## Task requirements
Taking the line containing "drum and give integer pixel coordinates." as the first and the last line of the entries as the end, reproduce every line between them exactly, including both.

*** Opening of Information shown ***

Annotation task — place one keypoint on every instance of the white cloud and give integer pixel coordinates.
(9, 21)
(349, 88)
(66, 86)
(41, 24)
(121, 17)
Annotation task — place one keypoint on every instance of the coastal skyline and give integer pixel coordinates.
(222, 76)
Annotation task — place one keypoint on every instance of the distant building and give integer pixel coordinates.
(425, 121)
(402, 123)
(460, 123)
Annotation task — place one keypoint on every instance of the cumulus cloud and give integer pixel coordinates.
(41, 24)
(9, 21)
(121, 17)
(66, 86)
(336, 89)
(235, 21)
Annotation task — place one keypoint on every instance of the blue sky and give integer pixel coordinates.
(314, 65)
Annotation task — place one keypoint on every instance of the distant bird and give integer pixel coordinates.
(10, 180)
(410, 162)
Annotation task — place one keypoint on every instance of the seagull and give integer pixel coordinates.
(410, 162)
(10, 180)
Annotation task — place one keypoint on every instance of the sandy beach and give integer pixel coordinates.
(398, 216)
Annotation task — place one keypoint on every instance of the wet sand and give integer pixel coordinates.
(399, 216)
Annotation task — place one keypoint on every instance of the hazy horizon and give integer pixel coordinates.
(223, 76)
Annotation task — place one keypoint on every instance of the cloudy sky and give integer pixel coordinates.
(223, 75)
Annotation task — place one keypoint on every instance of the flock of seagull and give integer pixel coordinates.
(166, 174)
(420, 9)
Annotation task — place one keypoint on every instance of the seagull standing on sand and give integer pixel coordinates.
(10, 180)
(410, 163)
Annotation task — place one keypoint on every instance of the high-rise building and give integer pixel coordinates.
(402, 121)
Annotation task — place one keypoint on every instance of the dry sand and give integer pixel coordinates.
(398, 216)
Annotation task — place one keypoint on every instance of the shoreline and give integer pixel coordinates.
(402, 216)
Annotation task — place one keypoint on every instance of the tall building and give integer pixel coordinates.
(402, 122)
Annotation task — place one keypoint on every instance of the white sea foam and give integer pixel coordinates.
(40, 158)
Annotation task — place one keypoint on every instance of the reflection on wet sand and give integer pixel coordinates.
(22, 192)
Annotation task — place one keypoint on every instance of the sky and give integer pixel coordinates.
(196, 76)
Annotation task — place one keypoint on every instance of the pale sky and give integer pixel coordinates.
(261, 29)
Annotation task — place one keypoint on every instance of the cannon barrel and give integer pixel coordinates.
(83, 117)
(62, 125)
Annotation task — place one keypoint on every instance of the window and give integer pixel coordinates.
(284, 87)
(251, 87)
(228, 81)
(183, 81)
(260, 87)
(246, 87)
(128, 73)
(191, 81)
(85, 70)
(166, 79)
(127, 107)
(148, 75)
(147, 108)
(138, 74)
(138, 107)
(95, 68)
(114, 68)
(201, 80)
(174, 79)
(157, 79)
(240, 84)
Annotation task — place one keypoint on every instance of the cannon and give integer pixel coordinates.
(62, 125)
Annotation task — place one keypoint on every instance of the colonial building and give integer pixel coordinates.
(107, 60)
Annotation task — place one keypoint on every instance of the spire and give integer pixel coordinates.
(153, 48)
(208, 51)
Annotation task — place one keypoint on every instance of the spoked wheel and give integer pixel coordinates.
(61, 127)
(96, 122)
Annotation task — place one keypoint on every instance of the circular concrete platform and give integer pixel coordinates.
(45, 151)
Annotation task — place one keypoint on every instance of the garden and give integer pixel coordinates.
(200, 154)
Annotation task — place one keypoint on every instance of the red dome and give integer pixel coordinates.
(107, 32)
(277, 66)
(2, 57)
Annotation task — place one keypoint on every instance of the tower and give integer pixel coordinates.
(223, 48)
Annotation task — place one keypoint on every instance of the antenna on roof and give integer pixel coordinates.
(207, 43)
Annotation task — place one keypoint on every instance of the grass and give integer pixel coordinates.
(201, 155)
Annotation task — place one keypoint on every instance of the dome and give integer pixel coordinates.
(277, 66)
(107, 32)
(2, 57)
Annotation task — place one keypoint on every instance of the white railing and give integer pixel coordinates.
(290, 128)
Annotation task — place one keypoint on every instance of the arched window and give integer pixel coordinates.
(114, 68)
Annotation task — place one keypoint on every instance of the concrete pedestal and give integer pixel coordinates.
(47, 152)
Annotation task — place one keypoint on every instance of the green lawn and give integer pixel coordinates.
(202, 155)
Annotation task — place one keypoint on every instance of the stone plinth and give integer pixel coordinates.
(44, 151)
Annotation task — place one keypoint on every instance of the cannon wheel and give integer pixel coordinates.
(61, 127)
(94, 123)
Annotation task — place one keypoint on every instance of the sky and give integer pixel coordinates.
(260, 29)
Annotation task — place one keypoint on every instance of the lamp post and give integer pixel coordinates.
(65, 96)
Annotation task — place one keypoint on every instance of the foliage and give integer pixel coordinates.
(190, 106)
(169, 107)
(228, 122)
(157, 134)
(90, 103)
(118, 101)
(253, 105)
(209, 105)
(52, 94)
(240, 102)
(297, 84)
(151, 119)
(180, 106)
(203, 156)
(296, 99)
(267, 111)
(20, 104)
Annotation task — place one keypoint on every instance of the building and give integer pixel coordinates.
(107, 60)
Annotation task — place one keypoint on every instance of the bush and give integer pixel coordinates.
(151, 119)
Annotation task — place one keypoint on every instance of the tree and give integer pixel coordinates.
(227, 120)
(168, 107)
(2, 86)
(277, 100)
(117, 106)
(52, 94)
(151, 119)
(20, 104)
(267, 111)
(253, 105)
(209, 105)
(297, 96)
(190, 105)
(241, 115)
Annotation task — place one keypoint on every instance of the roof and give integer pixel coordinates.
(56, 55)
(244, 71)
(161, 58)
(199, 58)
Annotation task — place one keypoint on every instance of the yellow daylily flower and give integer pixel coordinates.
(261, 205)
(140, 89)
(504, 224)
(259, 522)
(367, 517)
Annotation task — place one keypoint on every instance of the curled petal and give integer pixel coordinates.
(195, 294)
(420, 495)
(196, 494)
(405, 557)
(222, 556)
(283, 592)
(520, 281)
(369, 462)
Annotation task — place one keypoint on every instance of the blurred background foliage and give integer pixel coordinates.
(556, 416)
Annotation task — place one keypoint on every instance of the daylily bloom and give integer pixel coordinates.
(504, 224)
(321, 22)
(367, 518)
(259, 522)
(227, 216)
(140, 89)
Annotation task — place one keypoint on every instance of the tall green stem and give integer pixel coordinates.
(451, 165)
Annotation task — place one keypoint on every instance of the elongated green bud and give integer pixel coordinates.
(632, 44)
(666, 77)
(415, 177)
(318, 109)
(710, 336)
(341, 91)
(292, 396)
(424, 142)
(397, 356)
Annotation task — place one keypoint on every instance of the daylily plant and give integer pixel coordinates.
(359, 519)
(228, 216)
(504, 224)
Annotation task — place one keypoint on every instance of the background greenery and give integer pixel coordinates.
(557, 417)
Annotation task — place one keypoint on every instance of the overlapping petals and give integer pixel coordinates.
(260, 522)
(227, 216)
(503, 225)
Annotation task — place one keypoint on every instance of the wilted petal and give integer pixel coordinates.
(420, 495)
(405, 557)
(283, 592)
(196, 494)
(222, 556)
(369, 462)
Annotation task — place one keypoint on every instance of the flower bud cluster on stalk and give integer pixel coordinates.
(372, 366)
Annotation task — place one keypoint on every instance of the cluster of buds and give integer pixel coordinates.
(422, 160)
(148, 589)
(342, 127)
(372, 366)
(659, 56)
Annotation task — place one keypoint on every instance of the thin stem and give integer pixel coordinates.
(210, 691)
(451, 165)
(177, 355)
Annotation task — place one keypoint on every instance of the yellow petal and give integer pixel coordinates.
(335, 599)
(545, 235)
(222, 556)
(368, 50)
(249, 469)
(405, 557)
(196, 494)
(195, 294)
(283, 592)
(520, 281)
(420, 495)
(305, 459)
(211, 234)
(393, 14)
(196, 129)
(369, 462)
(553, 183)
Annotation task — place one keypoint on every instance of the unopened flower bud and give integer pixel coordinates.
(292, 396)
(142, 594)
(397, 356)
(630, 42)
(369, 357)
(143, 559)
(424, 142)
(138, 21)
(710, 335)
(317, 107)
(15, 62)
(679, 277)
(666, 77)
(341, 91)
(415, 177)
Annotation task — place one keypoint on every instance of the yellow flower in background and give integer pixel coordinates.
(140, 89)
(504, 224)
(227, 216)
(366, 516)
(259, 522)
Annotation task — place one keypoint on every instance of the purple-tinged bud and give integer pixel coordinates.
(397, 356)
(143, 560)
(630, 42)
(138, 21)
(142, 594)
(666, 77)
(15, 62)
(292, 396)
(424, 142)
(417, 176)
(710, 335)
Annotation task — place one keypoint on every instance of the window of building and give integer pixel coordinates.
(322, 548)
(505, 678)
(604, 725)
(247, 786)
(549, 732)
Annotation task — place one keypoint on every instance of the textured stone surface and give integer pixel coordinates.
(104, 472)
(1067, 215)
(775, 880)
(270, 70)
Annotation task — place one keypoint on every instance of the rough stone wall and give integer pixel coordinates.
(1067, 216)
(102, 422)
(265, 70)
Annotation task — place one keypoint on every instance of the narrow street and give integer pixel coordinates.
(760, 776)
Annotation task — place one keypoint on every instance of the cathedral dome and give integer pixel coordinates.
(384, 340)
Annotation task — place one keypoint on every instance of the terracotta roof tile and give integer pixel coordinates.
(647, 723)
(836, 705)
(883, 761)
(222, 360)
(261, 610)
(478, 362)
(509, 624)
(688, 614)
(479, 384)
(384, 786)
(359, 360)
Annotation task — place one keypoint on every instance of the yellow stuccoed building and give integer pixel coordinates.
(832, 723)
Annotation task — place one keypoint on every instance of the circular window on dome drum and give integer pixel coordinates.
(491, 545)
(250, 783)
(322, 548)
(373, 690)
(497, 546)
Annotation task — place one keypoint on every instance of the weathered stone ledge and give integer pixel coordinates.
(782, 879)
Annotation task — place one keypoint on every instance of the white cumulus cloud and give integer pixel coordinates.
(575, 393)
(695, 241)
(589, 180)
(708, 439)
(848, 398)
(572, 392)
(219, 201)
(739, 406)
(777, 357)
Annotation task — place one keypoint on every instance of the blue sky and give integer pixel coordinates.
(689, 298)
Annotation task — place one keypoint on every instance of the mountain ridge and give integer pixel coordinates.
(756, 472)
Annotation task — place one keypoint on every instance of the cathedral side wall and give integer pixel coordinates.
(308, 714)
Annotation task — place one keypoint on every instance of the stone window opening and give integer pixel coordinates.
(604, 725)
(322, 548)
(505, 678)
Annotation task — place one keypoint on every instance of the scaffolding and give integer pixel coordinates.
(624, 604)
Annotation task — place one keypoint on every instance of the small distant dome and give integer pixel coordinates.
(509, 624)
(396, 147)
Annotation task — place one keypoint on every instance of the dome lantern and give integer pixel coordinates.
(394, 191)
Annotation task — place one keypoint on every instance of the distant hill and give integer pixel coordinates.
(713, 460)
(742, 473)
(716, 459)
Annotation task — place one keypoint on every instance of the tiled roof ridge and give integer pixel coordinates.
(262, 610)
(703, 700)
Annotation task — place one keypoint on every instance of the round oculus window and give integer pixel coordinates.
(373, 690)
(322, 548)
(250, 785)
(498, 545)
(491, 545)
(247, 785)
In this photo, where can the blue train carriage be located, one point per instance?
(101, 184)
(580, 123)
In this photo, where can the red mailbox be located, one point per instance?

*** Close of Information shown ***

## Exercise result
Annotation task — place one keypoint on every instance of the circular window on dome drum and give integer pixel coordinates.
(491, 545)
(250, 783)
(322, 548)
(373, 690)
(497, 546)
Annotation task — place one keypoint on every instance of the weathered stone ledge and give integer pixel coordinates.
(782, 879)
Annotation task — place one keypoint on every instance of the white cumulus cloud and give integer pixel coordinates.
(575, 393)
(695, 241)
(589, 180)
(708, 439)
(848, 398)
(572, 392)
(219, 201)
(739, 406)
(777, 357)
Annotation task — place one keypoint on every instance of the blue sky and give integer pixel coordinates.
(689, 298)
Annotation task — place one keypoint on every instance of the mountain ridge and give integer pixel coordinates.
(756, 472)
Annotation task — place one keypoint on every instance of the cathedral side wall and give integer pixel coordinates.
(308, 714)
Annotation task — place one keypoint on every instance of the stone window opening and give integer pixel coordinates.
(604, 725)
(322, 548)
(505, 678)
Annotation task — place one keypoint on every instance of the scaffolding and give integer pixel coordinates.
(624, 604)
Annotation task — place one keypoint on every instance of the small distant dome and give integer pixel coordinates.
(509, 624)
(396, 147)
Annotation task — place one keypoint on every instance of the dome lantern and give integer pixel coordinates.
(394, 191)
Annotation task — place one keypoint on every instance of the distant hill and give integer pixel coordinates.
(713, 460)
(742, 473)
(716, 459)
Annotation task — place one keypoint on every instance of the tiled roof ridge and give integer pixel coordinates.
(262, 610)
(703, 700)
Annotation task — place one keypoint on every instance of the round oculus window and give integer pixel coordinates.
(373, 690)
(322, 548)
(250, 785)
(498, 545)
(491, 545)
(247, 785)
In this photo, where can the blue train carriage be located, one point per instance?
(101, 184)
(580, 123)
In this photo, where can the red mailbox be located, one point per instance?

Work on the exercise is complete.